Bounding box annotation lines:
■ ■ ■ ■ ■ ■ ■

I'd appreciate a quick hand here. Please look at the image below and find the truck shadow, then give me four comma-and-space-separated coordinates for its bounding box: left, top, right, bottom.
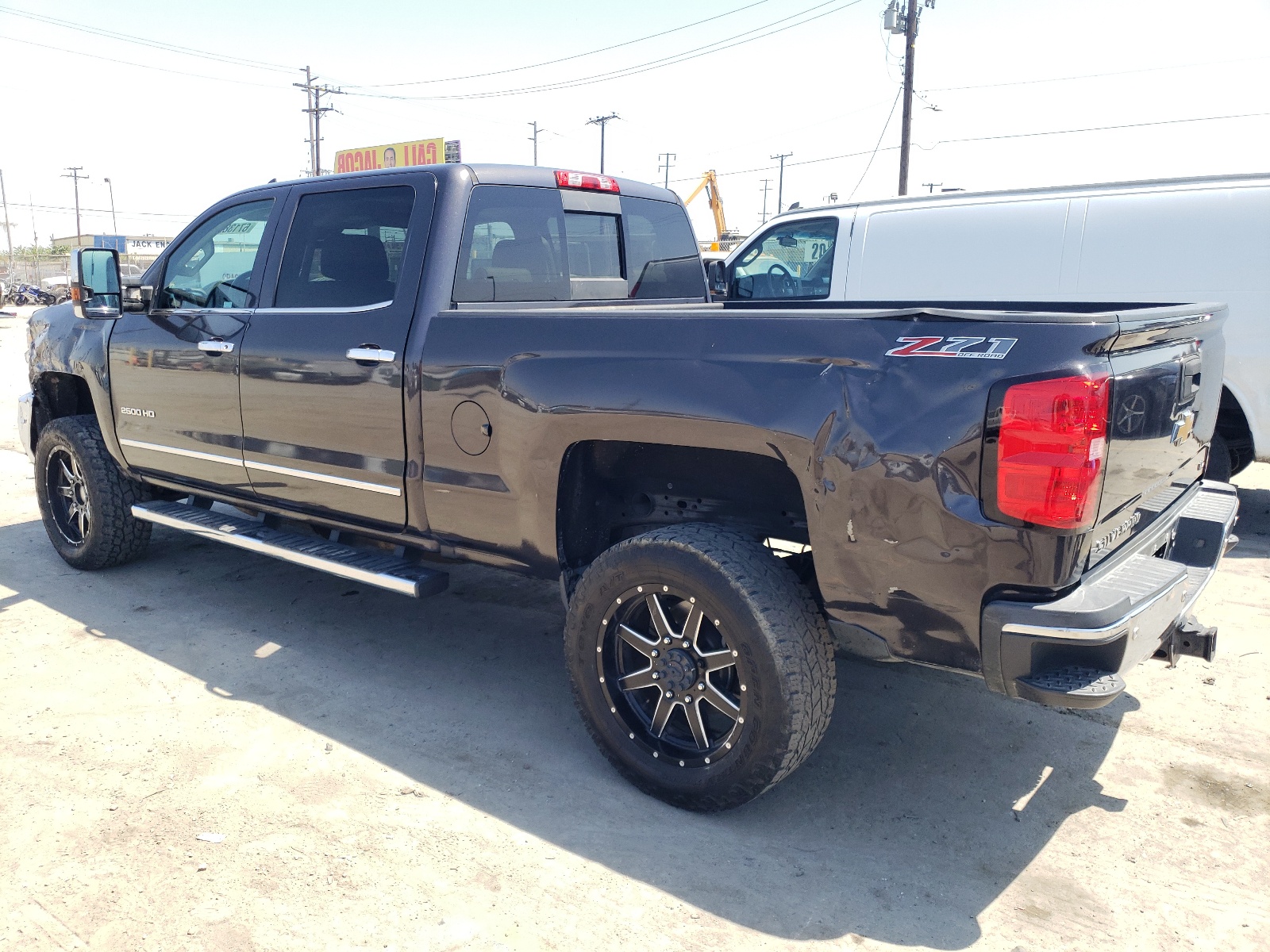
0, 522, 1135, 950
1227, 486, 1270, 559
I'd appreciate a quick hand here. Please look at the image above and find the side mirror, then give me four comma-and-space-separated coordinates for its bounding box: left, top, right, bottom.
71, 248, 123, 317
123, 278, 155, 313
706, 262, 728, 297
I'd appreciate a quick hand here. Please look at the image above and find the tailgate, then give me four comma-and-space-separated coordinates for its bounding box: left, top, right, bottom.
1088, 307, 1226, 566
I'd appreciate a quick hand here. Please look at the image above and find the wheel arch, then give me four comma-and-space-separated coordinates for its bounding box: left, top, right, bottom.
1217, 382, 1256, 474
30, 370, 100, 446
556, 440, 809, 575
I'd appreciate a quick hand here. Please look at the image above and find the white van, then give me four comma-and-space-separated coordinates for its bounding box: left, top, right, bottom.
724, 175, 1270, 480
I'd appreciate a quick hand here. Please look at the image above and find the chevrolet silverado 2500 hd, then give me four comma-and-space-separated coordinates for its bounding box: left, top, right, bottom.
21, 165, 1237, 810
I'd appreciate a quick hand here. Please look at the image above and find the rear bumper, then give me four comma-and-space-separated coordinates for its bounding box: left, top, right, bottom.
980, 481, 1240, 707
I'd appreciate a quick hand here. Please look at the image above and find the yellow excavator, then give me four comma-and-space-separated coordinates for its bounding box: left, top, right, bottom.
683, 169, 745, 251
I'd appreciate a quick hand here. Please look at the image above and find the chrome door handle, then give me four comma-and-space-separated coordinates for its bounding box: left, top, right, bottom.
344, 347, 396, 363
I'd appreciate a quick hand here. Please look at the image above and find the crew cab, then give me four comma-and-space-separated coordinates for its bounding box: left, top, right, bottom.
19, 165, 1238, 810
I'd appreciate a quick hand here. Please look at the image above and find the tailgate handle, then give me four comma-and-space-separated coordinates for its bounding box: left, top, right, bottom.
344, 344, 396, 363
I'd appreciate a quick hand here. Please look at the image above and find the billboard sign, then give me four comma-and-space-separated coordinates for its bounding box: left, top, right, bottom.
335, 138, 461, 174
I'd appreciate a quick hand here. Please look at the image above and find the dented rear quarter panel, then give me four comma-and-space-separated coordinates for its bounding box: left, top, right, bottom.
421, 306, 1133, 670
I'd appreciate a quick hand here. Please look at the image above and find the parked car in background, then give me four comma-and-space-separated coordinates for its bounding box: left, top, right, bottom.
19, 163, 1238, 810
719, 175, 1270, 481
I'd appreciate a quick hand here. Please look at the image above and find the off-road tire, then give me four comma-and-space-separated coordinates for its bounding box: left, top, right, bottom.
565, 524, 837, 812
36, 415, 151, 570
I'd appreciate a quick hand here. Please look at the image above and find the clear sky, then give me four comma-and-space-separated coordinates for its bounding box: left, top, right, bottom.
0, 0, 1270, 245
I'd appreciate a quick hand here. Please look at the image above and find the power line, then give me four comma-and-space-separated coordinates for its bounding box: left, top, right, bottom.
853, 89, 904, 202
764, 152, 794, 214
27, 202, 194, 221
525, 119, 548, 165
926, 56, 1270, 93
351, 0, 862, 102
586, 113, 622, 175
0, 36, 278, 89
347, 0, 770, 89
656, 152, 679, 188
62, 165, 87, 237
918, 112, 1270, 151
291, 66, 344, 175
0, 6, 294, 72
675, 109, 1270, 188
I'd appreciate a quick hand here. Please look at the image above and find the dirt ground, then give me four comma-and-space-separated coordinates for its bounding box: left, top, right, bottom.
0, 307, 1270, 952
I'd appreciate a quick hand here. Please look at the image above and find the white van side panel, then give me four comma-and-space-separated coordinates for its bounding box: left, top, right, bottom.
1078, 188, 1270, 301
846, 198, 1069, 294
1071, 186, 1270, 459
830, 178, 1270, 461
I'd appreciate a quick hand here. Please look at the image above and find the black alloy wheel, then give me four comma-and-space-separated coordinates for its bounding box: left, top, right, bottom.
595, 585, 747, 766
565, 523, 836, 811
36, 415, 150, 570
44, 447, 91, 546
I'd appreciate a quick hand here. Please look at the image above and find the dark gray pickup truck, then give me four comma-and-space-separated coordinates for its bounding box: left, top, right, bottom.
21, 165, 1238, 810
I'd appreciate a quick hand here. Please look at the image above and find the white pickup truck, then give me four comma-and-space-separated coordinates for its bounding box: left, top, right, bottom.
711, 174, 1270, 482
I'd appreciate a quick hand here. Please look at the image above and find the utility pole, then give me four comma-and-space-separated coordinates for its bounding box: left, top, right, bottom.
0, 169, 13, 279
291, 66, 344, 175
584, 113, 622, 175
291, 66, 318, 175
106, 179, 119, 235
525, 119, 546, 165
62, 165, 87, 245
884, 0, 935, 195
656, 152, 679, 188
767, 152, 794, 214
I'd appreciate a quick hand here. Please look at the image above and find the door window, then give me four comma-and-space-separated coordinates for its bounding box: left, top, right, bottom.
730, 218, 838, 300
622, 195, 706, 298
157, 198, 273, 309
455, 186, 570, 301
453, 186, 705, 301
273, 186, 414, 307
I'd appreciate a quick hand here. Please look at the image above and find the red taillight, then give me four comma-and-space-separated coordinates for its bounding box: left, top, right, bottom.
556, 169, 621, 193
997, 373, 1111, 529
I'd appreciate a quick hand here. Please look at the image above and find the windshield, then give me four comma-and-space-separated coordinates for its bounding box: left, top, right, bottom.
453, 186, 706, 302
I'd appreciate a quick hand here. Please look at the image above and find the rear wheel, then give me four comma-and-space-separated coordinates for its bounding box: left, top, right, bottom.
36, 416, 150, 569
565, 525, 836, 811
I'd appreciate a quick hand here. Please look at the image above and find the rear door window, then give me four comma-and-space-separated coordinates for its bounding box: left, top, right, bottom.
622, 195, 705, 298
729, 218, 838, 301
273, 186, 414, 309
453, 186, 705, 302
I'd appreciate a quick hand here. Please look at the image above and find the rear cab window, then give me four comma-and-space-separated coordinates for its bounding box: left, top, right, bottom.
453, 186, 706, 303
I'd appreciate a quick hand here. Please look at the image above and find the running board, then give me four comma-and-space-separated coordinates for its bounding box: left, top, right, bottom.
132, 501, 449, 598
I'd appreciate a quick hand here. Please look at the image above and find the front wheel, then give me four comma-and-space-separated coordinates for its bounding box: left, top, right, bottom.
36, 416, 150, 569
565, 525, 836, 811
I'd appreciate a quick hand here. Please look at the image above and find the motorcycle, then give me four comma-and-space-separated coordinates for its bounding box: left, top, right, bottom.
5, 283, 57, 307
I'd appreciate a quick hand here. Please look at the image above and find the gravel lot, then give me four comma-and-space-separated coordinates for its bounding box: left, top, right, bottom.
0, 309, 1270, 952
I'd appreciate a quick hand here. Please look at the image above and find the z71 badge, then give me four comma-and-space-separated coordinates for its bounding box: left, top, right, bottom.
887, 338, 1018, 360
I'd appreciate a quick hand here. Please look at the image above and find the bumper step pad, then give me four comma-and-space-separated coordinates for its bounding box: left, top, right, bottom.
1014, 664, 1126, 708
132, 501, 449, 598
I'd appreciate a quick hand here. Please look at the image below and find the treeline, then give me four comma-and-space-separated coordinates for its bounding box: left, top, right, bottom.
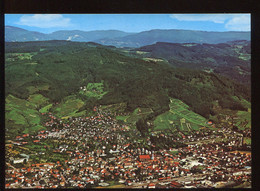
6, 41, 251, 120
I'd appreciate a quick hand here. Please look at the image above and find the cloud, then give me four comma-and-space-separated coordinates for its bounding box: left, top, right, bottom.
170, 14, 250, 31
16, 14, 72, 28
225, 15, 251, 31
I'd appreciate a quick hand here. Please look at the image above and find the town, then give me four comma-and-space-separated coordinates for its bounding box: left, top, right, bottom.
5, 106, 251, 188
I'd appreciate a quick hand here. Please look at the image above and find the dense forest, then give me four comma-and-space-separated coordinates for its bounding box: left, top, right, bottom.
5, 41, 251, 136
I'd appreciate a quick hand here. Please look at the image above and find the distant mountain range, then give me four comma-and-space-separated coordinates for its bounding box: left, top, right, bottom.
135, 40, 251, 86
5, 26, 251, 47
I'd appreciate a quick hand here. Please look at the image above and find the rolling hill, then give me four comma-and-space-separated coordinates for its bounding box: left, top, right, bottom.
96, 29, 250, 47
133, 41, 251, 85
5, 41, 251, 137
5, 26, 251, 47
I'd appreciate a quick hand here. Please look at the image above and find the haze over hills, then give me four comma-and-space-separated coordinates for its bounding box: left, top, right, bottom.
5, 26, 251, 47
135, 41, 251, 85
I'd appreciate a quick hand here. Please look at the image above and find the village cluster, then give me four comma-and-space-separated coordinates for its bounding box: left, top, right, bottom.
5, 107, 251, 188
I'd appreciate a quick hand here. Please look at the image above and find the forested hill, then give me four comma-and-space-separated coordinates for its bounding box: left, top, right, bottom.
5, 41, 250, 121
5, 26, 250, 47
96, 29, 250, 47
135, 41, 251, 85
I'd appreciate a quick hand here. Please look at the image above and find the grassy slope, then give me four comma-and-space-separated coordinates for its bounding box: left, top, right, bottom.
5, 95, 45, 135
53, 95, 84, 118
154, 99, 210, 131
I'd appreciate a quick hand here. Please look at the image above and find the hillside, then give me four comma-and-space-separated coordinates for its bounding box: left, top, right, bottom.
96, 29, 250, 47
5, 41, 251, 137
5, 26, 132, 42
135, 41, 251, 85
5, 26, 251, 47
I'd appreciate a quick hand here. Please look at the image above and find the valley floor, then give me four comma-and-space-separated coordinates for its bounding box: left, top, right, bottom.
5, 107, 251, 188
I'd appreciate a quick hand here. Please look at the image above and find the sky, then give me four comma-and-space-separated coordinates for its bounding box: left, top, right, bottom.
5, 14, 251, 33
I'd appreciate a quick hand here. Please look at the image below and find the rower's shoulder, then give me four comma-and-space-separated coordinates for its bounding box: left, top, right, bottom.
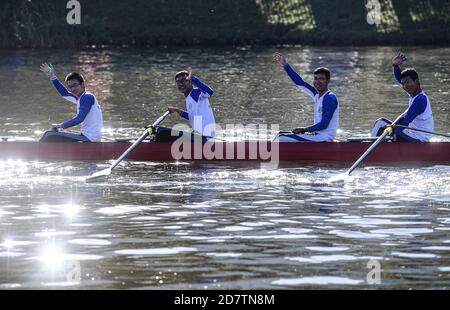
81, 91, 96, 100
325, 90, 337, 101
414, 92, 430, 104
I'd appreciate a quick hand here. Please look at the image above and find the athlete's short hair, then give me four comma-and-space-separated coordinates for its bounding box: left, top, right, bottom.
175, 70, 189, 80
400, 68, 419, 81
66, 72, 84, 84
314, 67, 331, 80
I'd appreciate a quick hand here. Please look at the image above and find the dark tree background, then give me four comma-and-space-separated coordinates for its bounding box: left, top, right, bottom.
0, 0, 450, 49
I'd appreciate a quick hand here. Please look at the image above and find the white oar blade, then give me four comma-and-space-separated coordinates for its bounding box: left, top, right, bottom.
328, 172, 351, 183
85, 168, 111, 182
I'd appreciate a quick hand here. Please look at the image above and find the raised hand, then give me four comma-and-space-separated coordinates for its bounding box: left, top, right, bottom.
392, 52, 407, 66
272, 52, 287, 66
167, 107, 181, 114
39, 62, 55, 78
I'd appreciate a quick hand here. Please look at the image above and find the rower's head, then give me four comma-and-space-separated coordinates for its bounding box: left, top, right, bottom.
400, 68, 421, 96
175, 70, 193, 97
66, 72, 85, 98
313, 67, 331, 94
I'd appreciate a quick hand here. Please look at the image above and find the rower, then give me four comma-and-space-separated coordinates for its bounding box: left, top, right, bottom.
272, 52, 339, 142
371, 52, 434, 142
40, 63, 103, 142
155, 68, 216, 142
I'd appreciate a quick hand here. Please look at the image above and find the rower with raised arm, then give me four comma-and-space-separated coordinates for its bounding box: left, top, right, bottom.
40, 63, 103, 142
371, 52, 434, 142
155, 68, 216, 141
272, 52, 339, 142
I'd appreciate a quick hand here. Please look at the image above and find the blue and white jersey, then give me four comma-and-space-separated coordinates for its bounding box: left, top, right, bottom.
284, 64, 339, 141
181, 76, 216, 138
394, 66, 434, 142
51, 77, 103, 142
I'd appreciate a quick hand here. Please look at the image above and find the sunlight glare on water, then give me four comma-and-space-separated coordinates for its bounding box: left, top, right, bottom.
0, 47, 450, 290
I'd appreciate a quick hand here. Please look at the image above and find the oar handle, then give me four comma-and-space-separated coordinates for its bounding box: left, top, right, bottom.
110, 111, 170, 170
397, 125, 450, 138
346, 111, 406, 175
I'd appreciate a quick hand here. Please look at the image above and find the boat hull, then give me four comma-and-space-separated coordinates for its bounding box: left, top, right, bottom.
0, 141, 450, 164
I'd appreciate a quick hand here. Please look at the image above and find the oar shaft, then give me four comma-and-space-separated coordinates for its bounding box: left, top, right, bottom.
397, 125, 450, 138
110, 111, 170, 170
347, 111, 406, 175
347, 130, 389, 175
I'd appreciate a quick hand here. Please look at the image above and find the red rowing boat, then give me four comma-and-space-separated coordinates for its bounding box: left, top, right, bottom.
0, 141, 450, 164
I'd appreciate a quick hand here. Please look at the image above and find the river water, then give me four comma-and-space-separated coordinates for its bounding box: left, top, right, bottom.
0, 47, 450, 289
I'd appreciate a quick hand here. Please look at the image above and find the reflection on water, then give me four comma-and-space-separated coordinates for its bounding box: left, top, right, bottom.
0, 48, 450, 289
0, 162, 450, 289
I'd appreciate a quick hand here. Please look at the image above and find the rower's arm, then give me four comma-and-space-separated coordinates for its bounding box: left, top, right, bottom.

■ ■ ■ ■ ■ ■ ■

* [What is expected]
Reproduce the lines from the first one through the line containing "19, 165, 1238, 810", substituting "numbers" for each occurrence of "coordinates" and leaving all else unchanged. Omit the pictures from your answer.

* [Output below]
I'd appreciate a quick hand here. Please look at the image below and find the truck shadow, then give me four comma-and-space-separated numbers for its bounding box: left, top, right, bottom.
0, 522, 1135, 950
1227, 486, 1270, 559
I'd appreciate a quick hand here. Please look at the image above and find the side mirror, then give me four comma-and-space-separated numbers for its bounding box: left, top, right, bottom.
71, 248, 123, 317
123, 278, 155, 313
706, 262, 728, 297
I'd appreciate a quick hand here. Please look at the image above and find the tailgate, then give me four comma-and-space-separated numbers for its bounding box: left, top, right, bottom.
1088, 307, 1226, 566
I'd appreciate a quick hand here. Please look at the image above and find the wheel arch, then give me four comma-and-space-separated numbers for its bounding box: left, top, right, bottom.
1217, 382, 1256, 474
30, 370, 100, 446
556, 440, 809, 575
I'd appreciate a quick hand here. Please look at the image above and find the white van, then give me four comma-and-space-separated numbers for its bounding box: left, top, right, bottom.
724, 175, 1270, 480
I'd appreciate a quick hand here. Please look at the image above and find the chevrolet silverado 2500 hd, then give me four comma-and-space-separated numbers for its bounding box: left, top, right, bottom.
21, 165, 1237, 810
I'd appreciate a quick hand here. Please look at the image above and find the rear bumper, then give me four comma-and-space-separated numbers for its bounding box: left, top, right, bottom.
980, 481, 1240, 707
I'd appreciate a quick hand here. Please look at the image above and find the yellow excavator, then give me four comma-and-space-separated numbers for its bounding box: left, top, right, bottom.
683, 169, 745, 251
I'd appreciate a quick hand here. Please look at the image above and find the chrome door handle, then give me four comma-and-space-separated numbers for its bounding box: left, top, right, bottom.
344, 347, 396, 363
I'd appreciate a quick hand here. Please look at the image above and find the crew cab, then give me four comma-and-space-separated numbers for its bounding box: left, top, right, bottom.
19, 165, 1238, 810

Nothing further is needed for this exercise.